[Exercise brief]:
Count the lines of the data below that include the string "follow", and provide nothing but the result.

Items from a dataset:
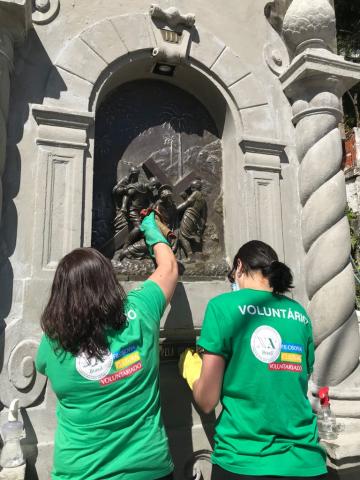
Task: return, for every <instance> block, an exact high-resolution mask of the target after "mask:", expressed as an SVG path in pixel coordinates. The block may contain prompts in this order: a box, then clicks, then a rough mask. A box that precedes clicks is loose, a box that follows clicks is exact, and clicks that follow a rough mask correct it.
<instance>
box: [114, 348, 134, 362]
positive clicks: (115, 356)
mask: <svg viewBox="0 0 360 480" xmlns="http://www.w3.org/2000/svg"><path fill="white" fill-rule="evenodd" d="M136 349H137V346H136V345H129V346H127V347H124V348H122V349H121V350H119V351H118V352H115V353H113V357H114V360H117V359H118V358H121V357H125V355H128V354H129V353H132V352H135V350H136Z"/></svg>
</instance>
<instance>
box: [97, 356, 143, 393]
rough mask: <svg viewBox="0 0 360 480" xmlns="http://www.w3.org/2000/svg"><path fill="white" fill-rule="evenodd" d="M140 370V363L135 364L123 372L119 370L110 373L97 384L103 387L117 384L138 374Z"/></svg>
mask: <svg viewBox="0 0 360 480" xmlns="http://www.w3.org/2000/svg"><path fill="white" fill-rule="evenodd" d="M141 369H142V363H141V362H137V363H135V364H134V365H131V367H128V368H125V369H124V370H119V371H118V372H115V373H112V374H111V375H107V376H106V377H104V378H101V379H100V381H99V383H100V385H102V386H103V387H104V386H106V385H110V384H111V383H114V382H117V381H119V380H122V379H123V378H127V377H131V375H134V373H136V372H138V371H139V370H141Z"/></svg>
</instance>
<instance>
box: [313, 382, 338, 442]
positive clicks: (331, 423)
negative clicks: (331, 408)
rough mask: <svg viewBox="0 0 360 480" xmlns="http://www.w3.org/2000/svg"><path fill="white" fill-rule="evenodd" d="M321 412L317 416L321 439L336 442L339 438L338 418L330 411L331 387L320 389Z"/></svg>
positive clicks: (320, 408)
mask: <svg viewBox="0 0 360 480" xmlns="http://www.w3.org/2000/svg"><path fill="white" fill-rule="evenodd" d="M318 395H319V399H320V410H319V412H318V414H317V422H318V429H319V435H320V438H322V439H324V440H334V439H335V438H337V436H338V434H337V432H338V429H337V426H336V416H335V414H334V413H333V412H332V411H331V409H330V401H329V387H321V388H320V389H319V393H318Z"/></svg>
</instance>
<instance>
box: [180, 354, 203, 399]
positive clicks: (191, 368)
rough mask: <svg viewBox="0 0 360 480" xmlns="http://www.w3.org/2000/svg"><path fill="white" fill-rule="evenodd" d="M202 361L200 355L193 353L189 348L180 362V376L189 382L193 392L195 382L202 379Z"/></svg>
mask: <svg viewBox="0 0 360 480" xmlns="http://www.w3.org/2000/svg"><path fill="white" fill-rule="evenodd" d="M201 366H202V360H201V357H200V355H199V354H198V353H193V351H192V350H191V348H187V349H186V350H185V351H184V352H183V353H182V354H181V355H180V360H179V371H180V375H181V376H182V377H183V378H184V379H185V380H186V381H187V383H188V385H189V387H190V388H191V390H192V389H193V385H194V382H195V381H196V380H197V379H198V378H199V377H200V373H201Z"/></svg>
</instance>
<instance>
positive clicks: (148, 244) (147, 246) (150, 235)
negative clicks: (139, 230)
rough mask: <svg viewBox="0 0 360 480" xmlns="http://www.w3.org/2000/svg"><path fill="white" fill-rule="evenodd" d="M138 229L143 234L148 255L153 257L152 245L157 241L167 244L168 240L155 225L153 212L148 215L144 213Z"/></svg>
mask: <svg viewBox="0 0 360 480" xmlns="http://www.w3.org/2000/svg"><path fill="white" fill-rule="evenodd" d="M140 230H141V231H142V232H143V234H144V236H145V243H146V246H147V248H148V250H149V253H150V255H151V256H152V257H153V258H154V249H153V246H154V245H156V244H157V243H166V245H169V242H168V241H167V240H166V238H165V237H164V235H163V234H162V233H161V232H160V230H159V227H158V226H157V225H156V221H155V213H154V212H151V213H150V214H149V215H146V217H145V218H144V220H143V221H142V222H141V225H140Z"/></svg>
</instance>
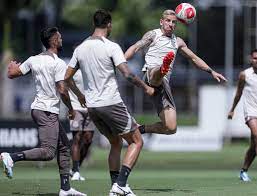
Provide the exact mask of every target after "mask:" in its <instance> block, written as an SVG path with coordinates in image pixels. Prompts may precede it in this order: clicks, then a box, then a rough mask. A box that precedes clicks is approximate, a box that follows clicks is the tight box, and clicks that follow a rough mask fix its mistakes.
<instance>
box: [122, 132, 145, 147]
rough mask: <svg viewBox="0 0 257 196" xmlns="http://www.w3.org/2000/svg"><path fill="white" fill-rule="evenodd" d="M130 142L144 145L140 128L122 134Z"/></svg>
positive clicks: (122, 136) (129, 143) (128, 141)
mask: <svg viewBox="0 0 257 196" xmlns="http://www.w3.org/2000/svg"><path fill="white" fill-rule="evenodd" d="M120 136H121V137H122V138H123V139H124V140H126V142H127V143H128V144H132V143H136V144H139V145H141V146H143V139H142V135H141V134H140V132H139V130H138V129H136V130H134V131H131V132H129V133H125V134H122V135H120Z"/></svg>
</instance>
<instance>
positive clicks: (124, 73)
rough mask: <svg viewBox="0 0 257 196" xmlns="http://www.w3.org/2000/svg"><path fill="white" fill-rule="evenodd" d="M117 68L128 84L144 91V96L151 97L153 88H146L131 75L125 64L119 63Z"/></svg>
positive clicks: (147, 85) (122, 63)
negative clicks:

[Your response]:
2